Written request 1
Name every circuit judge listed in the court memorandum below.

Opinion
No. 10-17278 D.C. No. 3:10-cv-02531-CRB
08-20-2013
NOT FOR PUBLICATION
MEMORANDUM
This disposition is not appropriate for publication and is not precedent except as provided by 9th Cir. R. 36-3.
Appeal from the United States District Court
for the Northern District of California
Charles R. Breyer, District Judge, Presiding
Before: SCHROEDER, GRABER, and PAEZ, Circuit Judges.
Karen Johnson appeals pro se from the district court's summary judgment in her employment action. We have jurisdiction under 28 U.S.C. § 1291. We review for an abuse of discretion the district court's application of judicial estoppel. Hamilton v. State Farm Fire & Cas. Co., 270 F.3d 778, 782 (9th Cir. 2001). We affirm.

Written request 2
Give the point placement records below as a two-column CSV with the columns "request" and "points," one row per request. Put each request's text and its answer in their own quoted fields, replace line breaks with spaces, and leave out the pictures.

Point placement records
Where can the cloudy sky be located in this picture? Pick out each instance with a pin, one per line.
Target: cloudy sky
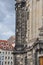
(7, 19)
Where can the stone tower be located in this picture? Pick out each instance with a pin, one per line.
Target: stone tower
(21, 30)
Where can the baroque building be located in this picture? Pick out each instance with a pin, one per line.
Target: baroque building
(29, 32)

Output 1
Schroeder, Graber, and Paez

Output 2
request,points
"Where can the cloudy sky be located in this picture? Pick out each instance with a pin, one per line. Target: cloudy sky","(7, 19)"
"Where can the stone tower be located in this picture? Pick out each instance with a pin, one per line. Target: stone tower","(21, 30)"
"Where can the baroque building be located in this picture? Pick out each instance with a pin, one per line. Target: baroque building","(29, 32)"